— Text shown —

Segment Open

Illustration of life beginning in space

Astrobiology. It’s a word full of so much potential.

“Immediately, to me, it evokes the potential for life beyond Earth,” says Lena Vincent, a graduate student at the Wisconsin Institute for Discovery, whose research in the lab of botany professor David Baum focuses on the chemical origins of life.

Vincent stumbled upon astrobiology (which has ties to University of Wisconsin–Madison 1958 Nobel Laureate, Joshua Lederberg) by accident years ago while contemplating the future of her research career at a time when she was spending her days peering through a microscope at cancer cells and observing the patients in and out of the cancer center where she worked.

She recalls being kept up at night by questions like, What is cancer? Why is life like this?

Vincent happened upon the website for the NASA Astrobiology Institute and realized scientists in the field were being funded to ask the biggest questions of all, including, Under what conditions does life begin?

Today, she is on the forefront of the young field of astrobiology. In 2019, Vincent led a study that has become an essential guide for other researchers trying to understand how, from a complex mix of chemicals, life could emerge anywhere that basic building blocks exist. The model is called chemical ecosystem selection.

“One of the driving questions is how life started on Earth,” Vincent explains. “That’s really what has been the focus of my research.”

The idea is that the right basic ingredients mixed together under the right conditions (perhaps like those found in an ancient hydrothermal vent) can form a “prebiotic soup,” from which a cascade of interactions between ingredients could ultimately set the stage for life.

Within the soup are chemicals — like amino acids, nucleic acid precursors, sources of phosphate and more — bound to the surfaces of minerals, tumbling around one another, not unlike grains of sand at the bottom of an ancient sea floor. The chemical mixtures are subjected in the lab to changing conditions.

Segment Closed

— What this exercise asks —
A) For each statement, say yes or no to whether the astrobiology article supports it, and quote the exact words that decide it: (i) Vincent works in the lab of a botany professor. (ii) Vincent led the chemical ecosystem selection study in 2020. (iii) In the soup, chemicals are bound to the surfaces of minerals.
B) Output the part of the astrobiology article starting with "Within the soup" and going on through "to changing conditions.", word for word.
Nothing in the material that comes next is needed for any task on the astrobiology article.

— Data extract —
Segment Open

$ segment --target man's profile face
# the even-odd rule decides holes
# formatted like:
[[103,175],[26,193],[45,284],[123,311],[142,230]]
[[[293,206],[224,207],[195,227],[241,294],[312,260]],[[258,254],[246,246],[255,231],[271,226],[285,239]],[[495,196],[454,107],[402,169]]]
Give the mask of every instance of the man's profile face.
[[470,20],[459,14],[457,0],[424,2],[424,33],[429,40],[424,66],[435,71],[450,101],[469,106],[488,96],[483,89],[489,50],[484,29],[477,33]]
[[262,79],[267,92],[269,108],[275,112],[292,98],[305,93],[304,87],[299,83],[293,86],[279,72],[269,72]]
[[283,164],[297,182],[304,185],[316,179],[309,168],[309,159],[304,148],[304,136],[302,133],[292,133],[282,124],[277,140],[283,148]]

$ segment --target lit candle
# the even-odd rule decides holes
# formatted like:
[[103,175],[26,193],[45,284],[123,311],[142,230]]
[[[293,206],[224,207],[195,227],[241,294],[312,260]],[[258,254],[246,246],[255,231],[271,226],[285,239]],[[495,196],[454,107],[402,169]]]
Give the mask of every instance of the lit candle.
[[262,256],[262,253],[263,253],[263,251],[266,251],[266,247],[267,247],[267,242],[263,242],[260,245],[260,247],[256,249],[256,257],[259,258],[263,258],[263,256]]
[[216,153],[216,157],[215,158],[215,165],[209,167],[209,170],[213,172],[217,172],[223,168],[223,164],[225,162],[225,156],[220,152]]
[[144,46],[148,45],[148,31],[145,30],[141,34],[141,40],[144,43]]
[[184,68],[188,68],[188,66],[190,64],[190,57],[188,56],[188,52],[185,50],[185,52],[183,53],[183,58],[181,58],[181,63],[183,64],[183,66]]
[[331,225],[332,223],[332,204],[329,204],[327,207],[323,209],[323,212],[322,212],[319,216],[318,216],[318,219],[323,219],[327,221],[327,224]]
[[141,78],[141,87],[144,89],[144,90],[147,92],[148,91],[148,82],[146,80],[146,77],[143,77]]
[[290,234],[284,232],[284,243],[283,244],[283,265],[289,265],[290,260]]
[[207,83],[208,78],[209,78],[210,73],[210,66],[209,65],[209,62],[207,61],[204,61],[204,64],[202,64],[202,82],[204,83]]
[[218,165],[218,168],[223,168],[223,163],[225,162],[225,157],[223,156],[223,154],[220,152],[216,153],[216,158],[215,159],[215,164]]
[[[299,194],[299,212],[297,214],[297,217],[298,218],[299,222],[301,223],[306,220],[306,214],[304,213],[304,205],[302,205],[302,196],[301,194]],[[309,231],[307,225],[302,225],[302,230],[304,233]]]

Segment Closed

— Written answers —
A)
(i) Yes: "in the lab of botany professor David Baum"
(ii) No: "In 2019, Vincent led a study"
(iii) Yes: "bound to the surfaces of minerals"

B)
Within the soup are chemicals — like amino acids, nucleic acid precursors, sources of phosphate and more — bound to the surfaces of minerals, tumbling around one another, not unlike grains of sand at the bottom of an ancient sea floor. The chemical mixtures are subjected in the lab to changing conditions.